SET PROBLEM:
Please locate each line in the material below that contains the string "yellow" and copy those lines out. Case counts.

MATERIAL TO PROCESS:
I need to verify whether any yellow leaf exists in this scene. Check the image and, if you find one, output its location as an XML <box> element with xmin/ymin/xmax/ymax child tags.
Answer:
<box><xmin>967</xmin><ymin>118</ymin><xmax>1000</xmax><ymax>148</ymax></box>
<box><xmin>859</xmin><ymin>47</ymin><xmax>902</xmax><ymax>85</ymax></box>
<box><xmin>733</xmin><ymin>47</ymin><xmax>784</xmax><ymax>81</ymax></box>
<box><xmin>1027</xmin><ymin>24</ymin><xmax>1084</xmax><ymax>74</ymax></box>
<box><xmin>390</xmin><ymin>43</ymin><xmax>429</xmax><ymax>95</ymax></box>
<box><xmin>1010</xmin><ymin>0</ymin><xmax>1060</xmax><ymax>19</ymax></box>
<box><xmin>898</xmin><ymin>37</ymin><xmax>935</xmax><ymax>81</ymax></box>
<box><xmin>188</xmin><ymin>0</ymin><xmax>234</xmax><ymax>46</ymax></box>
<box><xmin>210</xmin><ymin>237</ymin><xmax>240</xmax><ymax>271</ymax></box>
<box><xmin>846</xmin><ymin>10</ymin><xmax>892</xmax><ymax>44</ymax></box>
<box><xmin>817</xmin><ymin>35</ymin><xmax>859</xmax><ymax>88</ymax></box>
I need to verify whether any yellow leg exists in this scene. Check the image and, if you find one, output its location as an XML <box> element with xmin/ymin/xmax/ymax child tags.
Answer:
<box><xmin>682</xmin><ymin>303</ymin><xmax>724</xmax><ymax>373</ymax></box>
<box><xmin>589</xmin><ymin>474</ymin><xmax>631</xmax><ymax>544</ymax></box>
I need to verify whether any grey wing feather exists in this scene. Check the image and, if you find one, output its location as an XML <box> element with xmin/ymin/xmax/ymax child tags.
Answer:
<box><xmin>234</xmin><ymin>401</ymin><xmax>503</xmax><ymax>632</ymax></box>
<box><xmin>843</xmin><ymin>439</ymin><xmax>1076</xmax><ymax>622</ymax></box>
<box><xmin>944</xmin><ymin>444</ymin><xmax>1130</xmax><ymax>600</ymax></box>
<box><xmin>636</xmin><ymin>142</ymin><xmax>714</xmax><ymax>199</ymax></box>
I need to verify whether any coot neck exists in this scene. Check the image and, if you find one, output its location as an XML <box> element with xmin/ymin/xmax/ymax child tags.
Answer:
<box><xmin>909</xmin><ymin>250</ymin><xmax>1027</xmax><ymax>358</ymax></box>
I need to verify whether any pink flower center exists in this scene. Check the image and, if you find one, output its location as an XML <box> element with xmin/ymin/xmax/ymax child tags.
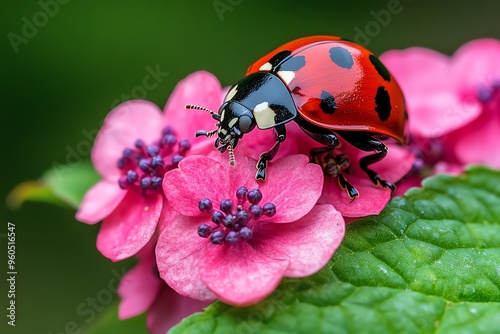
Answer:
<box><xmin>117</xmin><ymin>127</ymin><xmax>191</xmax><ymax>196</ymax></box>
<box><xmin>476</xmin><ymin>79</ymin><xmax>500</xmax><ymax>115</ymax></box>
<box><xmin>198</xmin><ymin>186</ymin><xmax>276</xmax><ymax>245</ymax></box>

==

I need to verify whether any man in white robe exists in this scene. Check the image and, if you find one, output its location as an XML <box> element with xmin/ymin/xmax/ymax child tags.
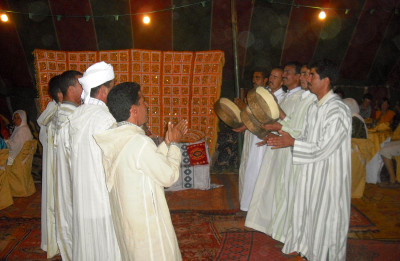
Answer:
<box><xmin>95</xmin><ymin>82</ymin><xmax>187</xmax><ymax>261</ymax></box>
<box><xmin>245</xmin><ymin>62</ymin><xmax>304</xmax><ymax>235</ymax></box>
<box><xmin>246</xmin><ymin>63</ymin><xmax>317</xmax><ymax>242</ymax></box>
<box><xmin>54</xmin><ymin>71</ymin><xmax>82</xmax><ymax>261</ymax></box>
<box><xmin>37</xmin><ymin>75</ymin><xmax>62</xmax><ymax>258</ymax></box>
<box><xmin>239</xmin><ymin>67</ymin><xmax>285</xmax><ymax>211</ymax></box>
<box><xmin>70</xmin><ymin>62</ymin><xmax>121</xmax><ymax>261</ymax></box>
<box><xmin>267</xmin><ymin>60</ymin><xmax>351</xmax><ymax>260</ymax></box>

THE REPLY:
I need to verify whether any yellow leaf exists in this scene. Check the image and, if you find one, output its location as an XML <box> element with xmin/ymin/xmax/ymax child tags.
I need to verify whether any yellow leg exists in this scene. Check the image and, if you find one, output its location as an XML <box> element with xmin/ymin/xmax/ymax child tags.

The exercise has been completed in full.